Edit the records below by replacing "in this practice" with "in this exercise" wherever it occurs, leaving all other text unchanged. Reproduce all of the records with this change, but omit the pictures.

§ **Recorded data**
◇ ◇ ◇ ◇ ◇

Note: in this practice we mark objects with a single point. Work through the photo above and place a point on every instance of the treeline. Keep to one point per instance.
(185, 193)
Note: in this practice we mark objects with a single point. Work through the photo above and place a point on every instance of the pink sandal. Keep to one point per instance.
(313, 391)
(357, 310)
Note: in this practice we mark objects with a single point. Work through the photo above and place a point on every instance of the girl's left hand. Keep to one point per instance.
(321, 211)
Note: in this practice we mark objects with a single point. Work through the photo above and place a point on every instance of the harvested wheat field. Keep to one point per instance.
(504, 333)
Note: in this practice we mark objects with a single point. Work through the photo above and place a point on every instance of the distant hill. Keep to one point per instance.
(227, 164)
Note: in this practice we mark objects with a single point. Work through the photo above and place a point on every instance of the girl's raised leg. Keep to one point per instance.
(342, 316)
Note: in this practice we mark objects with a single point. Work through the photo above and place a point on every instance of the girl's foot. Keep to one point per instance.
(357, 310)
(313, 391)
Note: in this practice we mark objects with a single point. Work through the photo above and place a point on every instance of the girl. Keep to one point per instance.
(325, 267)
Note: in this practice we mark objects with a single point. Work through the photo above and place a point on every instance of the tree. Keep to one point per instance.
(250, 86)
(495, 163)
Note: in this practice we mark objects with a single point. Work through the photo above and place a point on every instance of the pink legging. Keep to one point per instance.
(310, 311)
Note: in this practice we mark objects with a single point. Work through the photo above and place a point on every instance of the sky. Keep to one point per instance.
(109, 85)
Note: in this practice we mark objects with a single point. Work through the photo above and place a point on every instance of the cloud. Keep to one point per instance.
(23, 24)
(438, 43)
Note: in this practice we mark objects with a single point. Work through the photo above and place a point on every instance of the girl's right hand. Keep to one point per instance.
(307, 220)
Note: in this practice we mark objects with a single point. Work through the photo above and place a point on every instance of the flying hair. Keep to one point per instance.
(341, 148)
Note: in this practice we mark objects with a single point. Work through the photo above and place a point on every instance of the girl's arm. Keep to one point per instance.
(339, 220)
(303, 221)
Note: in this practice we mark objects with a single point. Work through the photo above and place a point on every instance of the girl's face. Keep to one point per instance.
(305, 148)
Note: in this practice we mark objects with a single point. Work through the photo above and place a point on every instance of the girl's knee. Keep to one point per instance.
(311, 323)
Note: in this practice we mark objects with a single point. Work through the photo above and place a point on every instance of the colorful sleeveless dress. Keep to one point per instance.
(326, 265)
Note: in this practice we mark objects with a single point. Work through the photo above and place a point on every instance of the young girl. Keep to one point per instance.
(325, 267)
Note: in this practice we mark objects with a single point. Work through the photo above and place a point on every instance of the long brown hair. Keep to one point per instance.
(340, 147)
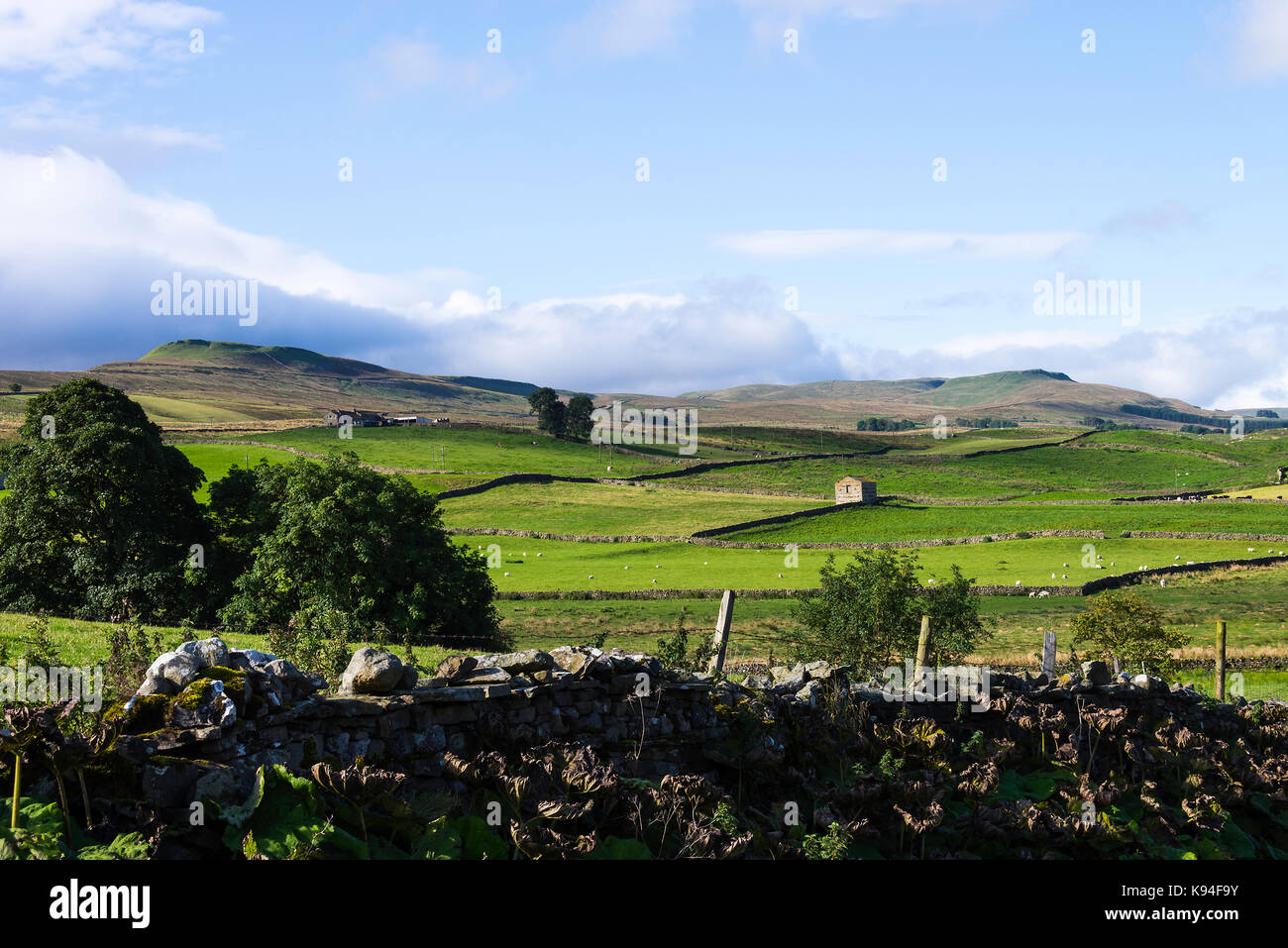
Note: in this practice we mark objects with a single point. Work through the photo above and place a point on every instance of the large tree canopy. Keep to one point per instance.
(101, 515)
(338, 536)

◇ ◇ ◇ ◇ ◇

§ **TASK SOLUTION**
Note: in this exercise we mark objects with a single point. Work through the photo above and place a point on every instance of the treeline. Keep to one point per instance.
(185, 193)
Note: in this exercise we mark objects with a single point. Work through the photo above and place a point on every instance of the pink sandal. Keep to one point per instance.
(313, 391)
(357, 310)
Note: in this exercise we mark objects with a single point. Work through the photo above and place a point on every instance of the girl's left hand. Keep to one point per instance.
(321, 211)
Note: in this exercise we mark objects with a single point. Work through the photo above and place a point on every instance of the harvested wheat field. Keep to one point per instance.
(504, 333)
Note: in this exercise we mark objects with a single point. Work through the photo above and place a point on every instance of the distant hill. Keep to one point per instance.
(227, 164)
Note: in this exercise we mark objects with a single point. Work through the photo above and place a point on every instance of the girl's raised leg. Keep to one point per instance.
(342, 316)
Note: in this exercise we mark objects with a single point. Work through the photo above and place a point on every instance of the girl's foot. Keep to one point per instance.
(357, 310)
(313, 391)
Note: in this exercise we mark objects with a single point. Work through the photo above and place a point on every instance of the girl. Keep to one point per instance.
(325, 267)
Note: in this exercise we mark objects with a single point. Work through the photo above and place a point on every instance of the tree. Keep to one point per instance.
(250, 86)
(495, 163)
Note: in this exercise we mark objects with a single point. Work through the photo above and place a point on every instance of the pink legging. Keep to one point per instance.
(310, 311)
Note: in this exercise we mark objects with a single point. Work through the photo above and place a point on every instance of the sky. Keep to one point per instance.
(109, 85)
Note: in this exercise we mark objects with a single point. Work through the photo above and place a point on every instance of the cloud. Keep to one point per instance.
(23, 24)
(438, 43)
Note: in this exercise we mark objects with a single point. Work through the photo above and place a point on every instance of the girl's right hand. Keep to one point per instance.
(307, 220)
Note: in this exercise we mark objects with a single point. Work through the photo above and place a point on every instance of the flying hair. Keep to one point per instance.
(341, 148)
Note: in this exercise we mark objects with a single point. Work through the photo above and place a point on every instance of the girl's arm. Keep to one point per instance.
(339, 220)
(303, 221)
Note: in this exercise we mark objects with a single point. Work through the photo above and place a point on every instance of the girl's face. Keep to one point per instance.
(305, 148)
Note: in this exercise we mark objects with a single point. Work through the photo above and place a point on every instance of the girl's knee. Keep to one point per instance.
(311, 323)
Note: in this exercise we mark objects with a single point. Work through the photo above and place a point on every instance of the colorful sleeveless dress. Keep to one point per instance.
(326, 265)
Note: in this exercise we mark objects with a single point. Work through the photo above and place a point on every instance of the young girl. Keep to one point per instance.
(325, 267)
Note: in this exercise we mark objects with a single point. Work through the photo above and place a point on every instance of the long brown hair. Keep to one point per instance.
(340, 147)
Note: in this exercise we mark objects with a single point. Work through the photo above and place a point on every instance of the large tree canopy. Keep to one point per instance.
(101, 515)
(338, 536)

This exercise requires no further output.